(Recorded data)
▼

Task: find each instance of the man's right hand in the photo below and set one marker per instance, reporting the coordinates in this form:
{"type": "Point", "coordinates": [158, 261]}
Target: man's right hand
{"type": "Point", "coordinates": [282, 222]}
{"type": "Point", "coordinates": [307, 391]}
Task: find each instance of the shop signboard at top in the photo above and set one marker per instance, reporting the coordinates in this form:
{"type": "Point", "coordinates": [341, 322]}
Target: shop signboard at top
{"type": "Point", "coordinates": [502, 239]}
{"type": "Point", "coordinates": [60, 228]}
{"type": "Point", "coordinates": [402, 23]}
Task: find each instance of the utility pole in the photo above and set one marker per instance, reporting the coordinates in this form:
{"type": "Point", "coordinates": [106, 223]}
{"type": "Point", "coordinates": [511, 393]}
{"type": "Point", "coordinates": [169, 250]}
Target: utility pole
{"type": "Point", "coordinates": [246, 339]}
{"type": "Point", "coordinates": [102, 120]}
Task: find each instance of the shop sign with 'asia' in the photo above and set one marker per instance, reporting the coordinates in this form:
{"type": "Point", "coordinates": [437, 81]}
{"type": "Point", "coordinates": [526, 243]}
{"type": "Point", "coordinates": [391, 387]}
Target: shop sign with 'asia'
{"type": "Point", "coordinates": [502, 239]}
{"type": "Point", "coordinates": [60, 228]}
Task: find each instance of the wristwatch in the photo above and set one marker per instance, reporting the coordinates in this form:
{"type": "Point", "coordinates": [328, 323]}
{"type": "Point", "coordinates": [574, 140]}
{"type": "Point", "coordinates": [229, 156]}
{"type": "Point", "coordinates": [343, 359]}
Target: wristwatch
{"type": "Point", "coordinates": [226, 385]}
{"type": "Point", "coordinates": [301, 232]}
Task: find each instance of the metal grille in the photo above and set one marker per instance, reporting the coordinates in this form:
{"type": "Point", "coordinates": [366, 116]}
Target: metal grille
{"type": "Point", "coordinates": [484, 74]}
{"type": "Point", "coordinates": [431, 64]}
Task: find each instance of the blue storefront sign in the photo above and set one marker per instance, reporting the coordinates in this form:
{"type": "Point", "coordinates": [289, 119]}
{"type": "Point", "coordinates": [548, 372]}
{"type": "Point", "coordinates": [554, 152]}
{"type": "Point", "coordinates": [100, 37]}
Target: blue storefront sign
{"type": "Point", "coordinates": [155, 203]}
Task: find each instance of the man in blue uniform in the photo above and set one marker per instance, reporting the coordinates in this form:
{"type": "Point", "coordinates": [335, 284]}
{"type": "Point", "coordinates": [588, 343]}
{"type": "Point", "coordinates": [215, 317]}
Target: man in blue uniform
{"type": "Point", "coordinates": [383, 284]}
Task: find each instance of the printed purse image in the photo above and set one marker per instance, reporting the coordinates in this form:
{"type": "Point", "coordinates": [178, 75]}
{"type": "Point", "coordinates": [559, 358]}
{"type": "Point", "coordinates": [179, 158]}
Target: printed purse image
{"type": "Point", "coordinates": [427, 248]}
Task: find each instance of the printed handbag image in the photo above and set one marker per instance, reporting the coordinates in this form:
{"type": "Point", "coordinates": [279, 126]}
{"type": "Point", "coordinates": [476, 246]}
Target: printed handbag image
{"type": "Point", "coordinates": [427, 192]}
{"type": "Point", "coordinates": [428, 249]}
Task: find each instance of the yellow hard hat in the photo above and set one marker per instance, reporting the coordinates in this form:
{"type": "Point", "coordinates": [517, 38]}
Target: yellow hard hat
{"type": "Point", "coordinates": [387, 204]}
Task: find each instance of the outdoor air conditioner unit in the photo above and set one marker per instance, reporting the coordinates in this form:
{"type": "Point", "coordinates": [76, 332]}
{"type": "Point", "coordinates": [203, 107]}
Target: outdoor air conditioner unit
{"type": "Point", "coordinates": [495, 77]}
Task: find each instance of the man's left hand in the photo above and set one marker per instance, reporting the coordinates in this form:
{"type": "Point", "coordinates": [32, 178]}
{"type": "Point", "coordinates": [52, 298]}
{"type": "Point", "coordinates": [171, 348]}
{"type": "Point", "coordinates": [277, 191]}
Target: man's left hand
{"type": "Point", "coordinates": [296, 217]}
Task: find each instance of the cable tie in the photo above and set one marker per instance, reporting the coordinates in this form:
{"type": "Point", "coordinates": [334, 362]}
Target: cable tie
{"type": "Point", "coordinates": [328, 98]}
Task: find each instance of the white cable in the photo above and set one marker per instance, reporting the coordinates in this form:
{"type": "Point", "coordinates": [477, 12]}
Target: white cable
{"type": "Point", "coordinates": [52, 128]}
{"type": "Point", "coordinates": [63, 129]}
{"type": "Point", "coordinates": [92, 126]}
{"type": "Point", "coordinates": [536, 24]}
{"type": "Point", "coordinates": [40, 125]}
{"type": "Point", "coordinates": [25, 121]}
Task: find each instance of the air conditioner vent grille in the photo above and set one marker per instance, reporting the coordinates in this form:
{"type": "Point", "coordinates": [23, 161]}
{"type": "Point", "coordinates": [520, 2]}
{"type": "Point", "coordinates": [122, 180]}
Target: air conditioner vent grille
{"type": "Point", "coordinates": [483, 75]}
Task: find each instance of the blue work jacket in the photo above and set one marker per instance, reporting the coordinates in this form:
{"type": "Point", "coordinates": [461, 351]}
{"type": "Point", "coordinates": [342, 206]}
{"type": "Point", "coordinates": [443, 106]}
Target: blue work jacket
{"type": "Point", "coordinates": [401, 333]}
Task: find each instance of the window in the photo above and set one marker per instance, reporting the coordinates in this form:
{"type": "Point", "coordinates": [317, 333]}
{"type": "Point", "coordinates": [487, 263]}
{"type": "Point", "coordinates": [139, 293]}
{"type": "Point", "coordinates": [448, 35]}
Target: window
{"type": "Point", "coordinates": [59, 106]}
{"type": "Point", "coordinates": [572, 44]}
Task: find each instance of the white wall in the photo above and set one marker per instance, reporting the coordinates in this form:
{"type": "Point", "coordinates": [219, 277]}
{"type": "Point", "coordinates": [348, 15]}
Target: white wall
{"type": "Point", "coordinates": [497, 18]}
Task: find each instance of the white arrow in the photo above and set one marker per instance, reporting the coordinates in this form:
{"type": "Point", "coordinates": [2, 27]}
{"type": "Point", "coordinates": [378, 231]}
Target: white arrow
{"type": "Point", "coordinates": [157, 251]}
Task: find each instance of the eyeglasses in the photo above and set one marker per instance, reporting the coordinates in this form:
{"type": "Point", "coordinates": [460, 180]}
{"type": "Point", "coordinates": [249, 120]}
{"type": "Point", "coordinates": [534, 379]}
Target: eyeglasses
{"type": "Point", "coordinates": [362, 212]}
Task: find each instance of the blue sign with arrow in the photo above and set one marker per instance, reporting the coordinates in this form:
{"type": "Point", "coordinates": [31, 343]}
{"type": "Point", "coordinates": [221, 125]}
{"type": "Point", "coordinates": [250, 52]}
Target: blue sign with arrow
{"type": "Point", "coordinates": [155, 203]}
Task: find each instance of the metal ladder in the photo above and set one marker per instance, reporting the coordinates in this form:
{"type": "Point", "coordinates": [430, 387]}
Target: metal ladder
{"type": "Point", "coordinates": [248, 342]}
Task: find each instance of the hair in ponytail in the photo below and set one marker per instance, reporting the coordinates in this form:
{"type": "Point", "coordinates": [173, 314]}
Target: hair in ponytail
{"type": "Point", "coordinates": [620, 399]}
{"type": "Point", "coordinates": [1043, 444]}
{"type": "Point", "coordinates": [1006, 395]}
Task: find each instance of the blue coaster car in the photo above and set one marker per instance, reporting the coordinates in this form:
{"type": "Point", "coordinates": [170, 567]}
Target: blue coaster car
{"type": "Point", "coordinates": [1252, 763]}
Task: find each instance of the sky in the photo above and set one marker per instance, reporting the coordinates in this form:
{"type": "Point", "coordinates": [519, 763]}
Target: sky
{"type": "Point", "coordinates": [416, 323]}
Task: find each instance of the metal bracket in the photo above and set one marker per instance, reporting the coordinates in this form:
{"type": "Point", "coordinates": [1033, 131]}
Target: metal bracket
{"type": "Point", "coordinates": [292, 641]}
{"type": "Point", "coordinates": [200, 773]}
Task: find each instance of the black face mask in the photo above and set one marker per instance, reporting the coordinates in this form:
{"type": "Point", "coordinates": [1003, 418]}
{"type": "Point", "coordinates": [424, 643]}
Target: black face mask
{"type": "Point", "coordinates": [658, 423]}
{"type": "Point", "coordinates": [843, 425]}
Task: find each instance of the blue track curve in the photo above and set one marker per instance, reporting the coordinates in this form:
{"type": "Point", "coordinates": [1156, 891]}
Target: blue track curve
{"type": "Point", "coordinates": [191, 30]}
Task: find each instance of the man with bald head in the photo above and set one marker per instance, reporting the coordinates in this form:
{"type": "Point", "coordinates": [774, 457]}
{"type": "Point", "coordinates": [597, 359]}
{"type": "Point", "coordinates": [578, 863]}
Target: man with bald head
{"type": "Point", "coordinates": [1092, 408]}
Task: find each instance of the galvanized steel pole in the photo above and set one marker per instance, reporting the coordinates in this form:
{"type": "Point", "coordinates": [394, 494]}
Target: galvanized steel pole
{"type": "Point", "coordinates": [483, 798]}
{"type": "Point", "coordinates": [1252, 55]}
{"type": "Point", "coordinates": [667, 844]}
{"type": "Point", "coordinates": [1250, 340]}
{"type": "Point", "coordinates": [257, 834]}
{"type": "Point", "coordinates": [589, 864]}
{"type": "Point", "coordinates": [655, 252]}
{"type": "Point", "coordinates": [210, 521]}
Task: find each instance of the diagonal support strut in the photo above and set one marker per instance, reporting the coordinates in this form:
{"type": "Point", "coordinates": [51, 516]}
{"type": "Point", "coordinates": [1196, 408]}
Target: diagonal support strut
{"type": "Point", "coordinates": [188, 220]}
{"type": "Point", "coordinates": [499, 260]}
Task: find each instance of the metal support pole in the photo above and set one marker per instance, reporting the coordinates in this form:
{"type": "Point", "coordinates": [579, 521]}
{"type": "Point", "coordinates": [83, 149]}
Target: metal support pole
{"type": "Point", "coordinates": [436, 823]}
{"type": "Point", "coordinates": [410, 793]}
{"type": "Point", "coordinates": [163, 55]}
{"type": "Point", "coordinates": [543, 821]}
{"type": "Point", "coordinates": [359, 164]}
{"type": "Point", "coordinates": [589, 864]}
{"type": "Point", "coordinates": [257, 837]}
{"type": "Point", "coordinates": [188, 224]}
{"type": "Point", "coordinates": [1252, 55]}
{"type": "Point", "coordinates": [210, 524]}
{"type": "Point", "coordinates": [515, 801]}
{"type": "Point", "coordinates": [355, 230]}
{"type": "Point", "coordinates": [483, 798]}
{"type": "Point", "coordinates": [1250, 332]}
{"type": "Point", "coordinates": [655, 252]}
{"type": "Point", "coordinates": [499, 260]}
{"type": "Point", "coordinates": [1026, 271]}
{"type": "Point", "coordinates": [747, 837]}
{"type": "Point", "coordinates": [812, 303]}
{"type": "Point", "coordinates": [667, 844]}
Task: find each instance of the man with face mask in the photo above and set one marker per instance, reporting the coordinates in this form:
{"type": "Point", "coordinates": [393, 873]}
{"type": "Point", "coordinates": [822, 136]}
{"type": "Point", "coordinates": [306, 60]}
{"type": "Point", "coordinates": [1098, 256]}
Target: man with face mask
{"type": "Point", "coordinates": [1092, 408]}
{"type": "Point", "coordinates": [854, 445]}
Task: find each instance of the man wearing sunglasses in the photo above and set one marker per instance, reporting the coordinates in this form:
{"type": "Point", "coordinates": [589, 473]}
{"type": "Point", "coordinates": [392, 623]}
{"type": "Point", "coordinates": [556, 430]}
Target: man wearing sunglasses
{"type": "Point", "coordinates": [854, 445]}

▲

_WHAT YOU NEED TO DO:_ Copy everything in the records above, from the line containing "Task: find each instance of the air" down to the line containing "Target: air conditioner vent grille", with both of those lines included and nothing changed.

_RESULT BELOW:_
Task: find each instance of the air conditioner vent grille in the photo above and set one marker per instance, reporting the coordinates in this form:
{"type": "Point", "coordinates": [23, 161]}
{"type": "Point", "coordinates": [520, 2]}
{"type": "Point", "coordinates": [122, 180]}
Target: air conditioner vent grille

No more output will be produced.